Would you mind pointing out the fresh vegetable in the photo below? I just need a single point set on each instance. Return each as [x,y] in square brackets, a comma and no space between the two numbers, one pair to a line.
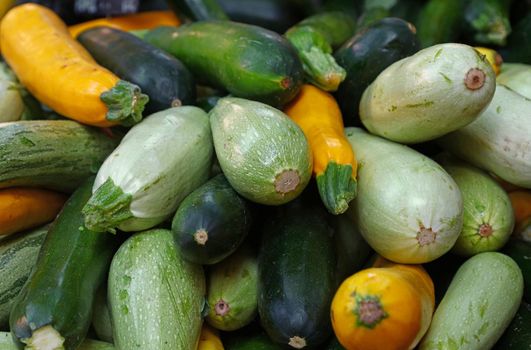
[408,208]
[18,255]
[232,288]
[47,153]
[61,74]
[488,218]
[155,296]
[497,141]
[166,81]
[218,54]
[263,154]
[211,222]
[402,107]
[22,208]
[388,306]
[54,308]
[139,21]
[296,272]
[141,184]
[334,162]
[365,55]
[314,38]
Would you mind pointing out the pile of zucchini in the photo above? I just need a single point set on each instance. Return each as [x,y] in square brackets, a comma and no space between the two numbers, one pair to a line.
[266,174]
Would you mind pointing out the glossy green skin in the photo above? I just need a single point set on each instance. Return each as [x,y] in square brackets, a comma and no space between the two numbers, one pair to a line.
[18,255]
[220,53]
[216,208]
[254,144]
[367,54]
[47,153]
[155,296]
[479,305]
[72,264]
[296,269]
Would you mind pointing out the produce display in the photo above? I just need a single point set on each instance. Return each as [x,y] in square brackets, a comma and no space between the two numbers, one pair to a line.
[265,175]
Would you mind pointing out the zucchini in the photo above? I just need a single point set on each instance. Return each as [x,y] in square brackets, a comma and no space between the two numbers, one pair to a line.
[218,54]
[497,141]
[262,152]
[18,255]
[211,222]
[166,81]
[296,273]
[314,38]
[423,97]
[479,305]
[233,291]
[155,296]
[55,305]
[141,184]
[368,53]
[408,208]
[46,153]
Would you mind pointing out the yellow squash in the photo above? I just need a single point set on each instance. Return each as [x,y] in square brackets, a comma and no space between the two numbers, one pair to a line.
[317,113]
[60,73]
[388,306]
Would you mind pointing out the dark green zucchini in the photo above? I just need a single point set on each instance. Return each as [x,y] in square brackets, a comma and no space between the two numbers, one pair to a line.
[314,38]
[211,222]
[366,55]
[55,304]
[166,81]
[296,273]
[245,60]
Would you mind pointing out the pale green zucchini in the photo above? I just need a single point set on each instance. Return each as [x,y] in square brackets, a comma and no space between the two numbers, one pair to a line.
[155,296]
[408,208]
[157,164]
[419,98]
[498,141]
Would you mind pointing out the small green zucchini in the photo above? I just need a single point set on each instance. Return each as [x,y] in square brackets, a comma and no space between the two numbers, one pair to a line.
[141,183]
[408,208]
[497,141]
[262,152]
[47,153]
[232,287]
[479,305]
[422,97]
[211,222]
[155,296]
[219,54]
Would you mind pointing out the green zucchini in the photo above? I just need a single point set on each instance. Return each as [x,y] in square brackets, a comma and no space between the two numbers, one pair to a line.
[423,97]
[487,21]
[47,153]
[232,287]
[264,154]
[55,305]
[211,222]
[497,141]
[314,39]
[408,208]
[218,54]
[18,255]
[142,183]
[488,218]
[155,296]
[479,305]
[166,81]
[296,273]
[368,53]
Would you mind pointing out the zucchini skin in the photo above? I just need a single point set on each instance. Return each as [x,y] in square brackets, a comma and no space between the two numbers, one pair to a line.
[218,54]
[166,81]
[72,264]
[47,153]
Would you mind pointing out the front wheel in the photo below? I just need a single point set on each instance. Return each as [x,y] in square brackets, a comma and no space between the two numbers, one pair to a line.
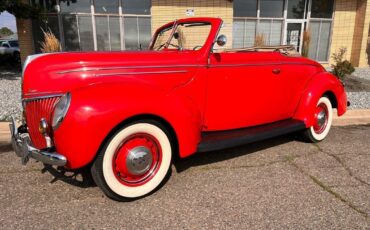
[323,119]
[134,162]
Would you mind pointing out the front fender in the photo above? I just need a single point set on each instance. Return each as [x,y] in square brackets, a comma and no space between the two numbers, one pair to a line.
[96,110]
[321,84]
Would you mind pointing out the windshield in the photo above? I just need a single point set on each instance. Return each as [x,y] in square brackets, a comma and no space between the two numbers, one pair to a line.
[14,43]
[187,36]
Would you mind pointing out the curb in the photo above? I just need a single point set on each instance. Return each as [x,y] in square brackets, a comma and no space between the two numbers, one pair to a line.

# # # # #

• YOUR OBJECTIVE
Copy these entries precisely and drop any picture.

• RESPONSE TO THIS TASK
Would you mind pointing out the fresh vegetable in the photo below? I just need a single point set on each instance. Return each as [x,y] in square brackets, a comma and no space between the two numbers, one pair to a line.
[408,208]
[18,255]
[232,288]
[47,153]
[61,74]
[488,218]
[155,296]
[497,141]
[166,81]
[218,54]
[263,154]
[211,222]
[402,107]
[22,208]
[388,306]
[54,308]
[139,21]
[296,272]
[141,184]
[334,162]
[365,55]
[314,38]
Would you mind pointing out the pile of zucchini in the photo above? I just need a single point set on each instance. Return each as [x,y] in square brackets, a comma and no space between the two numbers, one pair to a line.
[266,174]
Would you mind pointing out the glossy green skin in the photo above? I just need a single point set on each instance. Return each as [x,y] in square brackets, a comma and no space between the two numbers, one pair to a line.
[18,255]
[220,53]
[216,208]
[254,144]
[367,54]
[47,153]
[155,296]
[479,305]
[72,264]
[296,269]
Would you mind pointing out the produce display in the photo above? I just need a single point set on each instance. Return each as [x,y] in square brackets, a comma and no space between the two numbers, one pair to a line.
[265,175]
Would you mind pointing out the zucchini in the photo above? I just need a single point set on each instance. Return each as [x,y] in square brackets, a comma and no space between the two numbers, one pair to a line.
[218,54]
[497,141]
[262,152]
[18,255]
[211,222]
[166,81]
[296,273]
[314,38]
[423,97]
[479,305]
[233,291]
[155,296]
[55,305]
[141,184]
[368,53]
[408,208]
[46,153]
Would you mind pointing out the yellow squash in the photo above? I just need a single point set on each instance. Return each as [x,y] in square brackets, a comma and no space between the two numbers, one pair to a line.
[317,113]
[60,73]
[388,306]
Would you mind pointing out the dark green zucchini in the photo above? I just need a single point set on each instance. Return each as [x,y] in square brackets, a comma and no space between the two numbers, one pair to a line.
[314,38]
[211,222]
[366,55]
[55,304]
[166,81]
[296,273]
[245,60]
Would you mind pointing out the pale green zucchini in the photo above? I just need a single point set on each instance. Return each as [x,y] in square brackets, a comma and no space between the two numbers, one pair to a line.
[155,296]
[408,208]
[157,164]
[419,98]
[498,141]
Would you mind pointing out the small green zucchini in the photo above? I just need a single point set on each instance. Return each as [x,y] in square brackets, a comma and no space between the two numbers, one pair to a line.
[141,183]
[408,208]
[497,141]
[262,152]
[47,153]
[232,287]
[479,305]
[422,97]
[211,222]
[155,296]
[219,54]
Would you mind pointing out the green zucchini in the photo above? I just need a single point set on each instance. Return each as [x,y] in square brackets, a comma and no space between the two numbers, one pair to a line.
[423,97]
[487,21]
[47,153]
[232,287]
[264,154]
[55,305]
[211,222]
[497,141]
[314,39]
[408,208]
[218,54]
[18,255]
[142,183]
[488,218]
[155,296]
[479,305]
[166,81]
[296,273]
[368,53]
Would you mind pointing out the zucchini skin in the photo above? I just need a single point set on each instance. Return each as [x,y] in square brackets, a comma and no space between the two numbers, one pair to a line.
[218,54]
[166,81]
[72,264]
[47,153]
Would you mind pointing out the front wheel in the photo below? I just need a single point set on each instance. Return each as [x,y] in square brackets, a comma and no space between the two numbers, one pair to a line.
[323,119]
[134,162]
Would you mind pointing out the front fender in the photo above? I just need a single point set on each instance. Return each as [x,y] in square brackets, a comma and no space between the two numbers, one pair to a line.
[96,110]
[321,84]
Would you mind pointing out the windshield in the photo above? I just need a single point set on each instance. Return each as [x,y] in square brackets, a comma and no space between the two numbers, one pair to a line.
[14,43]
[187,36]
Would you mind pointing out the curb in the photo above? I just need a single point set on each instance. Return each as [x,y] in square brackets, a comma and no space between the two numbers, one pair to a line.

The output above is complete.